**To do**
Rewrite every one of the records below as a numbered list of its lines, skipping blank lines and leaving out the pictures.

--- Start of Data extract ---

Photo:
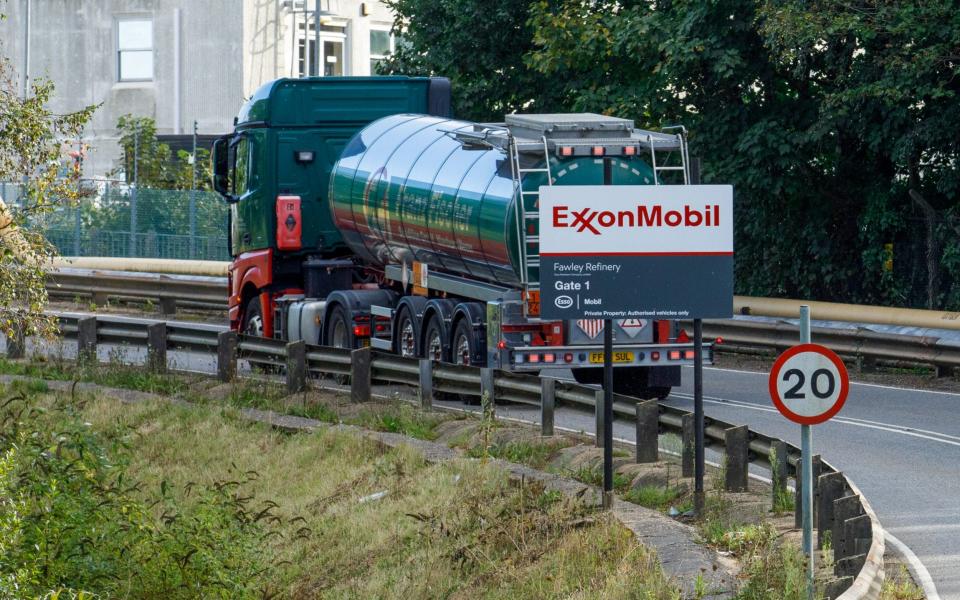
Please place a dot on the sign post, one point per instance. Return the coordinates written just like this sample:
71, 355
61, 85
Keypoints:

--- End of Data extract ---

**Expected output**
1. Photo:
2. Please place a dot on the sign post, one point per instance. Return the coordinates written just like this sample:
3. 71, 355
4. 61, 85
5. Keypoints:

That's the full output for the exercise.